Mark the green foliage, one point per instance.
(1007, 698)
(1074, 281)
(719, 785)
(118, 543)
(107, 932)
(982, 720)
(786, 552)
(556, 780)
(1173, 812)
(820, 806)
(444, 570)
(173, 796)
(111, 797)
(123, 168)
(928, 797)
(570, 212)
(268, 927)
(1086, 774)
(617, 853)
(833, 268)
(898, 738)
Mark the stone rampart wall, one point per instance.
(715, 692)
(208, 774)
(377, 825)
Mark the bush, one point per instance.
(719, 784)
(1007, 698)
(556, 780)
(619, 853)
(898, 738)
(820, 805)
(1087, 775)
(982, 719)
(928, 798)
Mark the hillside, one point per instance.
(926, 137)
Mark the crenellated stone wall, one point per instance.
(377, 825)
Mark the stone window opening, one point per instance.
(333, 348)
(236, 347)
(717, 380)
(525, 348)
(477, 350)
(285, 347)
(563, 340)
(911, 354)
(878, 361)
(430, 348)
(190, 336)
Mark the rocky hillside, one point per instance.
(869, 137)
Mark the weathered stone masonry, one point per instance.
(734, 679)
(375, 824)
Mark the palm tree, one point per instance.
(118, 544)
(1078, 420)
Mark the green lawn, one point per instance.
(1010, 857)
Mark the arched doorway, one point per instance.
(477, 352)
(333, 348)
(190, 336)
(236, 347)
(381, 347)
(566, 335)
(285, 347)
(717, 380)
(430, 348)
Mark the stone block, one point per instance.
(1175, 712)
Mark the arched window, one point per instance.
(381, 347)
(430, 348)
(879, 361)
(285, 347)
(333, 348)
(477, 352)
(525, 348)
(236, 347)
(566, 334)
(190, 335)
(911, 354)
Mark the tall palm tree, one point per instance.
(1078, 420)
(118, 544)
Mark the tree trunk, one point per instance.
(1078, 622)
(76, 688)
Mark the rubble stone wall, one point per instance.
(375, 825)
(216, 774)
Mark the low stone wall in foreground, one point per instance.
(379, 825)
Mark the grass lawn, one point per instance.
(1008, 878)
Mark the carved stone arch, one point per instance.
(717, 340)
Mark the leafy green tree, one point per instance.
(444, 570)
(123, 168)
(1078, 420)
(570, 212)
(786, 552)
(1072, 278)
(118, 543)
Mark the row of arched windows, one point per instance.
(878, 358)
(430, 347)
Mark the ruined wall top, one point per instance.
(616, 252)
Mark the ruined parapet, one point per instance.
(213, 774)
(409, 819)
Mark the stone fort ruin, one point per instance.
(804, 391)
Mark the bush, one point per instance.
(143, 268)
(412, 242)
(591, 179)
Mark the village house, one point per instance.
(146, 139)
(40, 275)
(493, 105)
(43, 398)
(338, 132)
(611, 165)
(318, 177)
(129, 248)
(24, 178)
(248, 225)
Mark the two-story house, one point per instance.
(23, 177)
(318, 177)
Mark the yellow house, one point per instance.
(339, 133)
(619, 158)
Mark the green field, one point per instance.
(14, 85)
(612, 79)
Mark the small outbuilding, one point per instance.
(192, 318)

__EXERCISE__. Reproduce the whole listing so that each line matches the original exactly.

__SOLUTION__.
Mark the green foliage, one point per instance.
(1007, 698)
(1074, 281)
(719, 785)
(118, 543)
(107, 932)
(982, 720)
(786, 552)
(556, 780)
(1173, 812)
(820, 806)
(444, 570)
(173, 796)
(111, 797)
(123, 168)
(928, 797)
(570, 212)
(268, 927)
(1086, 774)
(617, 853)
(833, 268)
(898, 738)
Mark the stone rampart wall, one point per instance.
(715, 692)
(208, 774)
(377, 825)
Mark the bush, one point per instance.
(719, 784)
(1007, 698)
(556, 780)
(619, 853)
(898, 738)
(820, 805)
(1087, 775)
(982, 719)
(928, 798)
Mark the hillside, one point per instance.
(926, 137)
Mark the crenellated stone wall, one point per instance.
(377, 825)
Mark the stone window opening, one point per instance.
(333, 348)
(236, 347)
(717, 380)
(525, 348)
(477, 350)
(285, 347)
(563, 340)
(911, 354)
(878, 361)
(430, 348)
(190, 336)
Mark the rocky hillside, one point per instance.
(869, 137)
Mark the weathered stone masonry, one point per instance.
(734, 679)
(375, 824)
Mark the palm tree, one point per instance.
(118, 544)
(1078, 420)
Mark the green lawn, one point per instance.
(1010, 857)
Mark the arched doorway, one point per instance.
(477, 352)
(333, 348)
(190, 336)
(236, 347)
(381, 347)
(566, 335)
(285, 347)
(717, 380)
(430, 348)
Mark the stone block, one point per instance.
(1175, 712)
Mark the arched window, one point per instance.
(381, 347)
(430, 348)
(879, 361)
(285, 347)
(333, 348)
(477, 352)
(525, 348)
(236, 347)
(566, 334)
(190, 335)
(911, 354)
Mark the tall palm tree, one point per instance.
(1078, 420)
(118, 544)
Mark the tree trunk, one point per instance.
(1078, 622)
(76, 688)
Mark the rubble stone wall, one point per instance.
(375, 825)
(216, 774)
Mark the low stone wall in foreground, one point per instance.
(379, 825)
Mark the grass lawn, one point per instance.
(1008, 878)
Mark the carved stone arch, one point per instance.
(717, 340)
Mark the leafy green tree, one point per instance.
(444, 570)
(123, 168)
(1078, 420)
(570, 212)
(786, 552)
(1072, 278)
(118, 543)
Mark the row of arched windows, one point per instance.
(878, 358)
(430, 347)
Mark the ruined wall top, one point per instance.
(616, 252)
Mark the ruined parapet, one point per instance.
(213, 774)
(409, 819)
Mark the stone fort ruin, one point per instance.
(804, 391)
Mark the bush, one point per instance.
(143, 268)
(412, 242)
(591, 179)
Mark the village house, one point per instance.
(146, 139)
(40, 275)
(493, 105)
(43, 398)
(338, 132)
(611, 165)
(318, 177)
(129, 248)
(24, 178)
(248, 225)
Mark the two-story house, one point per instance.
(23, 177)
(318, 177)
Mark the yellow house, one point per instance.
(339, 133)
(619, 158)
Mark the green field, one point per instance.
(14, 85)
(612, 79)
Mark the small outbuilding, one point per instance.
(192, 318)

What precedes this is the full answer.